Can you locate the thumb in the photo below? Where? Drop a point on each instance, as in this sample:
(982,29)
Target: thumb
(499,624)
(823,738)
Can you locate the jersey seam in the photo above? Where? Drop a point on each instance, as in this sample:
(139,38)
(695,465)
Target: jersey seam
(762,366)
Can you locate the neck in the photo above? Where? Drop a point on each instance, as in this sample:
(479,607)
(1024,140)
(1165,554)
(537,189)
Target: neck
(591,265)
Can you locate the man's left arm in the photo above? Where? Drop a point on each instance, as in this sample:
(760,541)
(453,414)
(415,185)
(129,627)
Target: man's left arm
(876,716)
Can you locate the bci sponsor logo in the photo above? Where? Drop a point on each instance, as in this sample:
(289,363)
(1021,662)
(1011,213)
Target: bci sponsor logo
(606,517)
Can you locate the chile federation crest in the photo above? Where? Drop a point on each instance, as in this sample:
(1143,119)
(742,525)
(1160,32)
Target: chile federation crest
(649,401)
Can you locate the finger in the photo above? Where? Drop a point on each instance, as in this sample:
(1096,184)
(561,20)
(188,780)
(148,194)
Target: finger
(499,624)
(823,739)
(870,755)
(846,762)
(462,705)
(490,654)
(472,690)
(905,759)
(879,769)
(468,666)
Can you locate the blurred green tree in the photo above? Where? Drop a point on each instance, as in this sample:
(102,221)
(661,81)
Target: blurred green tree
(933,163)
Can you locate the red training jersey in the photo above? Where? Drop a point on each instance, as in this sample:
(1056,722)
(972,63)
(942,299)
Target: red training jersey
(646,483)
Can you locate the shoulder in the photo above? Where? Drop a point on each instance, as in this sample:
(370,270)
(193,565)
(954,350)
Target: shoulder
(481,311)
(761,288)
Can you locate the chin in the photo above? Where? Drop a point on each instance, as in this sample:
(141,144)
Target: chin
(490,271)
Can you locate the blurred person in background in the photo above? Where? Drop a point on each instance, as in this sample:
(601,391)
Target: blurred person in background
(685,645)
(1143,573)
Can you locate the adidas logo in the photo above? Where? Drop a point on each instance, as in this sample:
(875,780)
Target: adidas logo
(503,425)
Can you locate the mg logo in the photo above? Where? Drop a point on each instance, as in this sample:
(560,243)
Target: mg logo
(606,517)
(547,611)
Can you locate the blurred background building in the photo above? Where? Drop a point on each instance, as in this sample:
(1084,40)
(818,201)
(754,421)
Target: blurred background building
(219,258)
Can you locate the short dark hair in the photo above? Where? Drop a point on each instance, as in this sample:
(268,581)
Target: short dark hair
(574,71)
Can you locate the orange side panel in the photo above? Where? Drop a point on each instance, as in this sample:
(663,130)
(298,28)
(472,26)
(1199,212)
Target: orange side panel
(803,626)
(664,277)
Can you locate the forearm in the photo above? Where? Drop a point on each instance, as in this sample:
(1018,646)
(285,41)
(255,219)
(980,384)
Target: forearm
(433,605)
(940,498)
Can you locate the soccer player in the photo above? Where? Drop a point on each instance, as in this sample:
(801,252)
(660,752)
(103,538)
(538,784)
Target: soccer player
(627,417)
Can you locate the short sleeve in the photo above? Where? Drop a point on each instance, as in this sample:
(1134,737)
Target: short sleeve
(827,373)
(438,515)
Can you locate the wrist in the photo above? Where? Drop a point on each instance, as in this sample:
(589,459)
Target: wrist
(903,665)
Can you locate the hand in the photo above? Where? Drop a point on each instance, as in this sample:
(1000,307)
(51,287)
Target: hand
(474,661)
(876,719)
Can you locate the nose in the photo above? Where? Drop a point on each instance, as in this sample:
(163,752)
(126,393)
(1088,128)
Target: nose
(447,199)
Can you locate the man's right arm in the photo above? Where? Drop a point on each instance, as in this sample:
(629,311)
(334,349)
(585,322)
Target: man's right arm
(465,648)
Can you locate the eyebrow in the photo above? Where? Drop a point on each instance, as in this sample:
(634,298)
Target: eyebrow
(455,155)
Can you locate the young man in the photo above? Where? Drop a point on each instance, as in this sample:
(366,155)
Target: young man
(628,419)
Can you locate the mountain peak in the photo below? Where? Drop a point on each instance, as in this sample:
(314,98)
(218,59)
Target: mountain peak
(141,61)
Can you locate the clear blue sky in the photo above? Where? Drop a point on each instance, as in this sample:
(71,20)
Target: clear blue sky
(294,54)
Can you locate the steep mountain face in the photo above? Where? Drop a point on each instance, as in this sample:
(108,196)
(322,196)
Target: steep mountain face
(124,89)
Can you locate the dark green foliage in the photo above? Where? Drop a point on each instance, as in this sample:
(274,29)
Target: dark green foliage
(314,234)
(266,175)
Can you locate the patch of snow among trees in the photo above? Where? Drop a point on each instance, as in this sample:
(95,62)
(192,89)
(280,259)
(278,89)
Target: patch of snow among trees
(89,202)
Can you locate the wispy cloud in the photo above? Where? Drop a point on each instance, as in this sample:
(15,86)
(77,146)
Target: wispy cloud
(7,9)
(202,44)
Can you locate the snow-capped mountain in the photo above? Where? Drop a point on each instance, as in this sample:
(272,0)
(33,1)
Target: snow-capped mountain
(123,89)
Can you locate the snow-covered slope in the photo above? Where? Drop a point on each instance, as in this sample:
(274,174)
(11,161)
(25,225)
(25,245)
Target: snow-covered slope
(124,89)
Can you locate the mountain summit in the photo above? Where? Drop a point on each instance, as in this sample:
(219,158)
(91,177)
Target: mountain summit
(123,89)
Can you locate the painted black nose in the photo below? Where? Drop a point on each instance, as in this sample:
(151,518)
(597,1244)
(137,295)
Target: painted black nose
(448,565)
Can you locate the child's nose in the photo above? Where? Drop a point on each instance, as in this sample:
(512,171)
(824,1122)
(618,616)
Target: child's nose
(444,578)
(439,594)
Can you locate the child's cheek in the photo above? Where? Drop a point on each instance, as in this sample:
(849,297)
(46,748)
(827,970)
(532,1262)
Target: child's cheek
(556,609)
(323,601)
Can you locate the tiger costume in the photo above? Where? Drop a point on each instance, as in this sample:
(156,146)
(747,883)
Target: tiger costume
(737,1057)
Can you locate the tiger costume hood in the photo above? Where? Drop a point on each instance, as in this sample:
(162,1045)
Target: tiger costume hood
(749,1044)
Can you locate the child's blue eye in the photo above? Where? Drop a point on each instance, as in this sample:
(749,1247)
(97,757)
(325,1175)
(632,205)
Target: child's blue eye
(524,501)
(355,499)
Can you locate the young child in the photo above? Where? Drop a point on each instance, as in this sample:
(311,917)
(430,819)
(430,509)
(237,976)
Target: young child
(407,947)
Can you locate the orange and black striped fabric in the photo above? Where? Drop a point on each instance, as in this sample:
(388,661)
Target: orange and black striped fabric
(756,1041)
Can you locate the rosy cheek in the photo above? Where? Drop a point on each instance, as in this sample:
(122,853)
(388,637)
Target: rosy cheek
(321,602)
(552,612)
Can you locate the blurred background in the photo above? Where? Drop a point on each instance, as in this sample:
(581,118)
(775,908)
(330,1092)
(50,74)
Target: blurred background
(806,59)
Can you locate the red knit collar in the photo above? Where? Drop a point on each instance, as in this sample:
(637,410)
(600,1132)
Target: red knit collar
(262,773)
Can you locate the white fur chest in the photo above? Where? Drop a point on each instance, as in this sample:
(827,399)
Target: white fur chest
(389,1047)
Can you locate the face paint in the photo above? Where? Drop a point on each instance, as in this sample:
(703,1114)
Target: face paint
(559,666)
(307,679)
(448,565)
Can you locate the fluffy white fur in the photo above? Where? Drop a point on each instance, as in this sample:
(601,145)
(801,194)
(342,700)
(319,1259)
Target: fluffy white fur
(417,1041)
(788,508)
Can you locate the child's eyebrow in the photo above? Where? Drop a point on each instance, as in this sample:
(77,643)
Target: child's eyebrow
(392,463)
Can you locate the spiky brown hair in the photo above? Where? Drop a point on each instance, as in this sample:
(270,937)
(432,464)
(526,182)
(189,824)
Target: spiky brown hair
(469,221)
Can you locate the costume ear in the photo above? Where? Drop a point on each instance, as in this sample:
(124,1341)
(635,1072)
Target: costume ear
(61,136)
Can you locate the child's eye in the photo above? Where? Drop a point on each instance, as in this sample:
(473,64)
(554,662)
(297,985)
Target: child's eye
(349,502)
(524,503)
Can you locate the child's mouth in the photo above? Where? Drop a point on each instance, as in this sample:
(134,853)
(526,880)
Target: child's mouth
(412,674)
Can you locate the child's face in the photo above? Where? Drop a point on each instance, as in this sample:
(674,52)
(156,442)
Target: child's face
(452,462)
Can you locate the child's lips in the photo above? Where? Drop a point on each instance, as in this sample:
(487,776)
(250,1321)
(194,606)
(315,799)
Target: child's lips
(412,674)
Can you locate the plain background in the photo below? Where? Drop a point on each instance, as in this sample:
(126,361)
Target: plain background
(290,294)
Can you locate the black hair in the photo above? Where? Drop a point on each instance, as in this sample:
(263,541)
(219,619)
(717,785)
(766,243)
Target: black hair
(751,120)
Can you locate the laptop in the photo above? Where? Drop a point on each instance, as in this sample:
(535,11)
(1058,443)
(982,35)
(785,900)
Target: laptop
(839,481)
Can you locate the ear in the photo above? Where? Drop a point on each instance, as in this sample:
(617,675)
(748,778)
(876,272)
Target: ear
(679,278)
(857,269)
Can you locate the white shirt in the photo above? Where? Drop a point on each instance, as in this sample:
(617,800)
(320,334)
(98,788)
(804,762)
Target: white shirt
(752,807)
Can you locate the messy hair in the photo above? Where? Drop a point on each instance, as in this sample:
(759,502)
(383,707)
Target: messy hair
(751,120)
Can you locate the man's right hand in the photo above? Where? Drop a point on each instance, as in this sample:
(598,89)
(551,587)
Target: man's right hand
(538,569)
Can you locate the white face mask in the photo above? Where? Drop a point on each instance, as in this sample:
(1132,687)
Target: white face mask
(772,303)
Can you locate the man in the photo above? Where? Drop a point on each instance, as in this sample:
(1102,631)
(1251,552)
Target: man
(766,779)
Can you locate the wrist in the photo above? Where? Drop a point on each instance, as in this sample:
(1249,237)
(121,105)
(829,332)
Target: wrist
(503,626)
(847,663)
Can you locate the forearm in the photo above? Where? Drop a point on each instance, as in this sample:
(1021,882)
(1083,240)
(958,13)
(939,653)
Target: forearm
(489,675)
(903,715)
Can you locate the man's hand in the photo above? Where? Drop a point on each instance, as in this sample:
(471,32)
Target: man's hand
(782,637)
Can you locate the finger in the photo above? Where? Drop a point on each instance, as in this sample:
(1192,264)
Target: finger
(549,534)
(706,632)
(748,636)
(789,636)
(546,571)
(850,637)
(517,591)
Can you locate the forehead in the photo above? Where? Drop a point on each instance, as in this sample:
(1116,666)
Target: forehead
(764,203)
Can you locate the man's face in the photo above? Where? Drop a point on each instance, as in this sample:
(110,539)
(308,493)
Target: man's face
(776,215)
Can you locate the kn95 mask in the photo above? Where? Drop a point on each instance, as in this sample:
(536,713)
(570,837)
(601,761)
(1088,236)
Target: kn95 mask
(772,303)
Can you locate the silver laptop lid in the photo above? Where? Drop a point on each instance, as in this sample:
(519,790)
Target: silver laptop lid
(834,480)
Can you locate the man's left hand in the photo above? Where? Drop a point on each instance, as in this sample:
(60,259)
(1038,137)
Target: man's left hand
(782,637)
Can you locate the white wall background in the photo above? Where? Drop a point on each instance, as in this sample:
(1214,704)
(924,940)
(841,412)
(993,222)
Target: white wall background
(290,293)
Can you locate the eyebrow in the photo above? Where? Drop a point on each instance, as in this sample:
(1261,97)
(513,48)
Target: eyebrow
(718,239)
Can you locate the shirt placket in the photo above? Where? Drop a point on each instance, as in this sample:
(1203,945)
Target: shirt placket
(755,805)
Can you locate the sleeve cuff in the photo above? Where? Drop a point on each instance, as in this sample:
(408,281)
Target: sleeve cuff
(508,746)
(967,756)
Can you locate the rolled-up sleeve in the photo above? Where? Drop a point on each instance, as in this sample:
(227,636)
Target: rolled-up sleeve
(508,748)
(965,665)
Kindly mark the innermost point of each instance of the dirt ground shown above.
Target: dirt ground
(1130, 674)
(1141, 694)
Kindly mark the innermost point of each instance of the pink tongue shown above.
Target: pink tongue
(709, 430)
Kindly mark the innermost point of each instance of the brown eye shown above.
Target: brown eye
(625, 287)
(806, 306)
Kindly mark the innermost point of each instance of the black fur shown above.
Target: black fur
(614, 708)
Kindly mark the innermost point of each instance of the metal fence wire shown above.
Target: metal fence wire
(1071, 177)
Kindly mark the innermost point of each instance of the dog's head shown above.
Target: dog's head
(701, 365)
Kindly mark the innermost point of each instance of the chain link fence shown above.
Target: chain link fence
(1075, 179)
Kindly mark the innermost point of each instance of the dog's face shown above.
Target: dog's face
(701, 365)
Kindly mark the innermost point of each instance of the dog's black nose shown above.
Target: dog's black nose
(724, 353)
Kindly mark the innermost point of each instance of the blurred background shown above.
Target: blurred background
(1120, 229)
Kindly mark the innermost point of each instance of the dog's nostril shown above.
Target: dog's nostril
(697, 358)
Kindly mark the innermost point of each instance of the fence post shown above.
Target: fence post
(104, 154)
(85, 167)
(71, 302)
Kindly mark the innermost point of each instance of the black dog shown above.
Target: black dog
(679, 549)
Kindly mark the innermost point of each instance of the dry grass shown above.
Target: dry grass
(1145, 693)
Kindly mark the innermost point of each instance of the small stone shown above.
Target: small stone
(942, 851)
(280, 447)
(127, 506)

####################

When a line among the entries contains "below", pull that line out.

Response for this exercise:
Can you locate the thumb in the photo below? Where? Drop a point on each instance, as in this sample:
Can you locate the mountain peak in the photo below? Where? Drop a point on each instance, as in this sample:
Can you locate the painted black nose in the photo below? Where? Drop a point on each instance, as in this sample:
Can you locate the plain background in the photo below? Where? Drop a point on each instance, as in this sample:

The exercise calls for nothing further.